PASSAGE PROVIDED:
▶
In view of enabling the automatic establishment of business relationships, 5GZORRO offers a mechanism that guarantees the trust and the security among the parties involved, with end-to-end security for the deployed services. Each stakeholder that wants to deploy a slice/service needs to be sure that all the resources/services provided by the 5GZORRO framework are secure and provided by trusted sources. The level of security and trust of each party is established in the smart contracts between the parties.
The way the different business parties can take advantage of the 5GZORRO approach is depicted in Figure 1.
As first step (see spot 1 in Figure 1), Operators use 5GZORRO DLT-Based marketplace to publish and to check for new resources (Zero-touch/Automated Resource discovery using DLT/BC). Resources (i.e. compute, storage, network at core, edge, far-edge), spectrum and services capabilities from different domains and service providers get automatically discovered and “inventorized”.
Then, in order to build a cross-operator service, the framework intelligence (AI) automatically selects proper resources (see spot 2 – Intelligent 3rd party resource selection) whose usage and chaining are automatically formalized through the mechanism of the Smart Contracts (see spot 3 – Trust establishment among multiple parties). Trust establishment among the multiple parties will be established via Blockchain, a distributed ledger technology which allows managing the complexity of a multi-stakeholder framework. In fact, Blockchain does not request trust a priori between involved parties (i.e. among Telcos, or between Telcos and Customers), and it can implement automated settlements among the parties by using Smart Contracts.

 

Figure 1: Zero-touch/Automated Resource discovery (1), Intelligent 3rd party resource selection, request and access/usage (2) and Trust establishment among multiple parties (3) in 5GZORRO.
◀
GIVEN INFORMATION:
▶
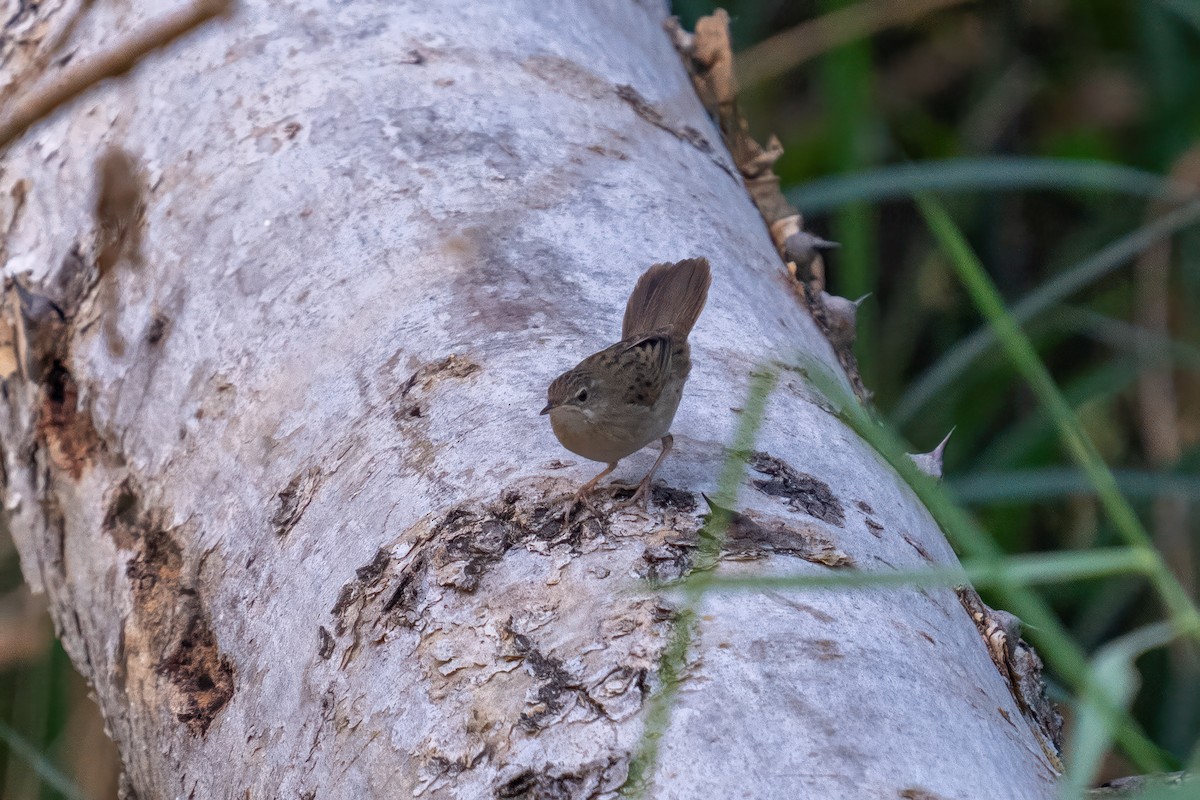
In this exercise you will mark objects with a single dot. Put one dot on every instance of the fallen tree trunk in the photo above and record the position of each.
(271, 445)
◀
Write out the stretch of the 5GZORRO passage above from "In view of enabling" through "in Figure 1.", word for word.

In view of enabling the automatic establishment of business relationships, 5GZORRO offers a mechanism that guarantees the trust and the security among the parties involved, with end-to-end security for the deployed services. Each stakeholder that wants to deploy a slice/service needs to be sure that all the resources/services provided by the 5GZORRO framework are secure and provided by trusted sources. The level of security and trust of each party is established in the smart contracts between the parties.
The way the different business parties can take advantage of the 5GZORRO approach is depicted in Figure 1.